● CONSIGNA A: Según el relato sobre el barrio judío de Valencia, ¿por qué los judíos echaron cerrojo a las puertas y a la entrada del barrio? Responde en una o dos oraciones.
● CONSIGNA B: Prosigue el relato sobre el barrio judío de Valencia a partir de su última oración.

● SECCIÓN DEL DOCUMENTO:
------------------------------

Hasta este día no se habían registrado ataques. Es que las antiguas tradiciones de comprensión y tolerancia eran como una ley tácita de libro de la vida en Valencia. Aun así, y alertado por el avance del discurso de Ferrer [palabras] sobre los corazones del pueblo, el rey de Aragón ha tomado una decisión: fortificar el barrio con una muralla de tres palmos de espesor.

Del tema aún se hablaba en voz baja, cuando una treintena de jóvenes comenzaron a juntarse a pleno sol en la plaza del mercado. Son muchachos aburridos en una tarde de domingo, que también han oído la historia de Sevilla y esas palabras encienden la posibilidad de un poco de acción. Al rato, ya están armando un estandarte procesional con pocos retazos de telas. Y con algunas cañas abandonadas unas cruces improvisadas.

Media hora después la procesión de los jóvenes llega a la Puerta de Figueroa, donde se encuentra el barrio judío. El odio arraigado en historias y mitos se vuelve de pronto en insultos y amenazas [palabras], proferidas sin cesar contra sus habitantes. [Palabras]: ¡El archidiácono de Sevilla viene para bautizaros!; [Palabras]: ¡Judíos, preparad vuestras almas para recibir el castigo del Señor! Y en medio de esas proclamas, unos pocos consiguen atravesar la entrada, lo que provoca que los judíos, alertados ante los gritos, pongan cerrojo a las puertas y a la entrada del barrio. En la acción, algunos jóvenes quedan encerrados dentro, y en medio de la conmoción uno de ellos recibe un golpe en la cabeza. Enseguida se escuchan gritos [palabras] de socorro: ¡me matan… me matan, ayudadme! Es un grito de auxilio que pronto se esparce como un vendaval por la ciudad. [Palabras]: ¡Los judíos están matando a un niño cristiano! [Palabras]: los notables de la ciudad discuten mientras ven venir el horror; intentan restaurar el orden. Pero ya es tarde porque las palabras se han esparcido como las plumas de un almohadón. Ya nadie podrá devolverlas a origen.

El odio arraigado [en palabras] se vuelve en violencia. Ahora son los presos liberados y los vagos sin empleo y sin casa los que responden al llamado [Palabras]. Ellos pintan sus caras de negro, cubren sus cabezas con los capuces de sus capas, y avanzan enfervorizados [palabras] al grito de ¡muerte a los judíos! Es un murmullo lejano [palabras] y son gritos cercanos [palabras], todos arrastrando a la población de Valencia hasta la puerta de Figueroa, a ver qué pasa.

------------------------------

● MATERIAL A CONTINUACIÓN:
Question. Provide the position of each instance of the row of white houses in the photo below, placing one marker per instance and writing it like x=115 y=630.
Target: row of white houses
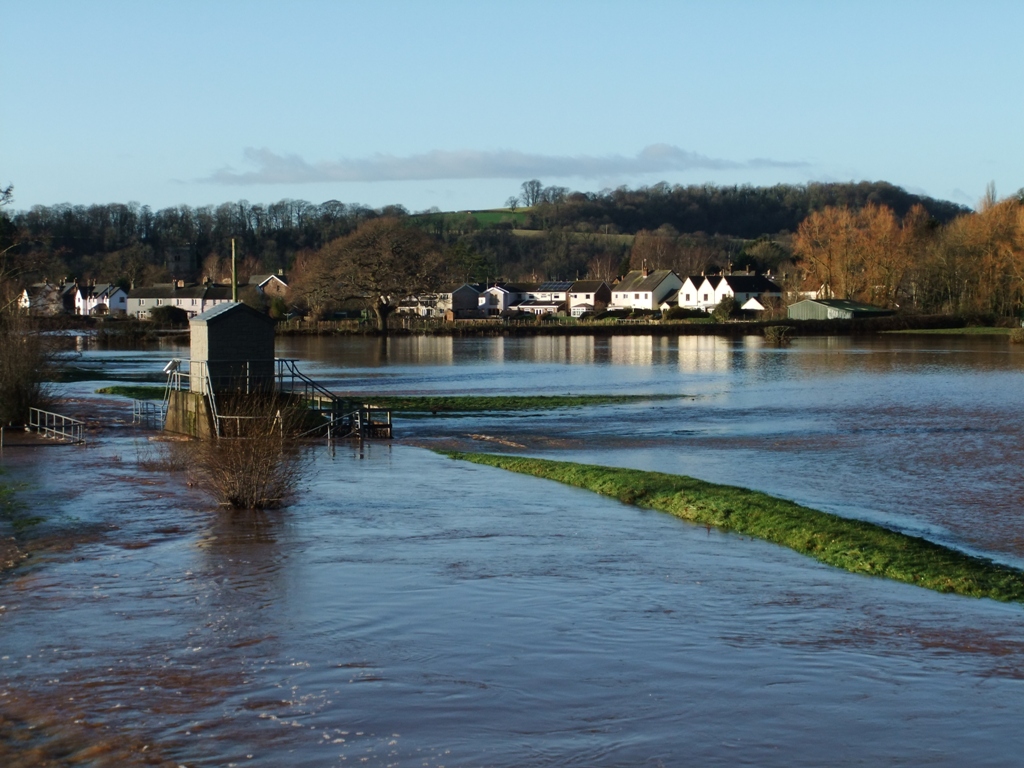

------------------------------

● ESPACIO DE RESPUESTA A: Porque, en medio de las proclamas, unos pocos jóvenes consiguieron atravesar la entrada, y los judíos, alertados ante los gritos, cerraron las puertas y la entrada del barrio.

● ESPACIO DE RESPUESTA B:
De pronto son miles; hay caballeros y burgueses que han abandonado sus mesas para acompañar a la multitud. Todos [palabras] comentan mientras otros empujan y los judíos que han logrado sostener la embestida del portón ceden y la multitud ingresa al barrio armada de [palabras] dagas, [palabras] lanzas, [palabras] hachas y trinches y hoces. Los defensores son pisoteados, algunos empalados en el lugar. En la confusión un joven cristiano muere y su cuerpo es acarreado con paroxismo [palabras] fuera de la judería; es expuesto ante la multitud expectante con cientos de palabras.

Todo lo que vino después fueron ríos de sangre y llantos, [palabras], con la destrucción de un pueblo que por siglos había convivido bajo el imperio [palabras] de la razón. Y pienso, así son las palabras del odio, como hechizos que hacen de los sueños pesadillas.

La masacre, descrita en distintas obras históricas como “El fin de los días” de la canadiense Erna Paris; The 1391 Pogrom in Spain”, de Phillippe Wolf; y “El robo de la judería de Valencia en 1391” de M. Francisco Dánvila, se extendió por horas, dejando tras de sí a miles de hombres, mujeres y niños asesinados. El corolario ideológico de aquel día terminó siendo la conversión en masa de los sobrevivientes, que en medio del horror y para salvar sus vidas, tal como lo relatan las crónicas, corrieron hacia las pilas bautismales, en un hecho que luego le sería adjudicado al clérigo Vicente Ferrer [palabras] como un incuestionable “milagro”.

Entre las tantas cosas que podemos concluir de aquel día dantesco que quedó impregnado de sangre y polvo en las caras de los muertos y los vivos, está la prueba de lo que las palabras de odio logran hacer con los corazones y las mentes de los pueblos, si no se las conjuran a tiempo.